• [Problem to solve]
Pictures stay out; everything else in the records gets transcribed exactly.

• [Extracted records]
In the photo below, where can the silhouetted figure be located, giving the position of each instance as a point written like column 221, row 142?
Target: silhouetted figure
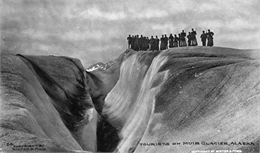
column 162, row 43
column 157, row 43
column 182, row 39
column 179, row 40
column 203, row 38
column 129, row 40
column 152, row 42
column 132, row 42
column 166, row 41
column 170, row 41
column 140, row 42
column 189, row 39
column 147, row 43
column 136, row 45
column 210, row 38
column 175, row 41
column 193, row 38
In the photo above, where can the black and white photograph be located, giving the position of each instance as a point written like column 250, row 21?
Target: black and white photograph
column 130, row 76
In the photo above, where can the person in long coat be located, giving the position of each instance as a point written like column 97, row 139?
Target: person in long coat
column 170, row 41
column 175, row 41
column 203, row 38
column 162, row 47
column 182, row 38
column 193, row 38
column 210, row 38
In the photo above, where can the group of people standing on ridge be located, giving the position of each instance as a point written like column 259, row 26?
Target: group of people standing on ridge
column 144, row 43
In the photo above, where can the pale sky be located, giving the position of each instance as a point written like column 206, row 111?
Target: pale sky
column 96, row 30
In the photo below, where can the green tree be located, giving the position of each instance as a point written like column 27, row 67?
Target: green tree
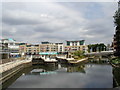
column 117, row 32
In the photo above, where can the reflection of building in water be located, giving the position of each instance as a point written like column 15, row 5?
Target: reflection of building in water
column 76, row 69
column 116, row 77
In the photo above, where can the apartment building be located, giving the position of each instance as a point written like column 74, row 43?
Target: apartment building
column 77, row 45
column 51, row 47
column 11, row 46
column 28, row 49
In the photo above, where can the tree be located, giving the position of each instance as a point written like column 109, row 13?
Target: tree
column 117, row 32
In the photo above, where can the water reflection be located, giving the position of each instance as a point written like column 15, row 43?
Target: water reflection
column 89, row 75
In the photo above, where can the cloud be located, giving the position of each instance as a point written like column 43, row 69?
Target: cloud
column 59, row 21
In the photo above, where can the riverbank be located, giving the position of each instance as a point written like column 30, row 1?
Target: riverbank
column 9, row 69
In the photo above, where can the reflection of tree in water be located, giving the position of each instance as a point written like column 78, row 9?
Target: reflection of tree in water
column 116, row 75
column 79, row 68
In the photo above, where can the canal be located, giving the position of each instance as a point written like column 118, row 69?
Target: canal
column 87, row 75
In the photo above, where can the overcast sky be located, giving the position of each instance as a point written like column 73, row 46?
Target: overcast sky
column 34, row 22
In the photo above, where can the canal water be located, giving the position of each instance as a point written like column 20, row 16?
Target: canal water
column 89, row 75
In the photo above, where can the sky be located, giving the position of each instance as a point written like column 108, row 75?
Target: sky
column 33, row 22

• [Output of the exercise]
In the photo below, where can the silhouetted figure be located, giving the position of each instance as a point written like column 221, row 142?
Target: silhouetted figure
column 162, row 43
column 157, row 43
column 182, row 39
column 179, row 40
column 203, row 38
column 129, row 40
column 152, row 42
column 132, row 42
column 166, row 41
column 170, row 41
column 140, row 42
column 189, row 39
column 147, row 43
column 136, row 45
column 210, row 38
column 175, row 41
column 193, row 38
In the photo above, where can the black and white photograph be located, giving the position of each instance as a point written like column 250, row 21?
Target: black and white photograph
column 130, row 76
In the photo above, where can the person in long coat be located, giving the position of each instance as a point written like column 97, row 139?
Target: person in long coat
column 170, row 41
column 175, row 41
column 203, row 38
column 162, row 47
column 182, row 38
column 193, row 38
column 210, row 38
In the photo above, where can the group of people standing on ridge be located, giving the position of each instance as a point written like column 259, row 26?
Target: group of people standing on ridge
column 144, row 43
In the photo above, where can the pale sky be located, giving the position of each instance as a point written like column 206, row 111?
Target: pale sky
column 96, row 30
In the photo below, where can the green tree be located, giving the position of each instance as a point written like column 27, row 67?
Target: green tree
column 117, row 32
In the photo above, where can the reflection of building in water be located, giving the position of each instance as a point written like column 15, row 5?
Target: reflection of building in water
column 76, row 69
column 116, row 77
In the photo above, where can the apartment building be located, giving the position of each instance as a point written like column 74, row 43?
Target: apartment building
column 77, row 45
column 51, row 47
column 11, row 46
column 28, row 49
In the photo above, where can the tree be located, giving the position of each instance as a point written like column 109, row 13?
Target: tree
column 117, row 32
In the photo above, where can the water reflection be located, giving the position of each instance as a point written like column 15, row 43?
Target: water reflection
column 89, row 75
In the photo above, where can the cloud be located, giving the position of each instance as a point written like column 43, row 69?
Target: cloud
column 59, row 21
In the photo above, where can the riverbank be located, giving the position of each instance as a point written like column 30, row 1?
Target: riverbank
column 9, row 69
In the photo above, where can the reflection of tree in water be located, giving the position of each instance as a point written like column 78, row 9?
Target: reflection of tree in water
column 116, row 75
column 79, row 68
In the photo above, where can the canal be located, giving the position of each instance as a point written like column 118, row 69?
Target: canal
column 87, row 75
In the photo above, where can the overcast sky be located, giving the position of each instance as a point written like column 73, row 46?
Target: overcast sky
column 34, row 22
In the photo above, where can the canal water be located, giving the position of each instance as a point written like column 20, row 16?
Target: canal water
column 89, row 75
In the photo above, where can the sky be located, giving the position of each instance as a point written like column 108, row 75?
Target: sky
column 33, row 22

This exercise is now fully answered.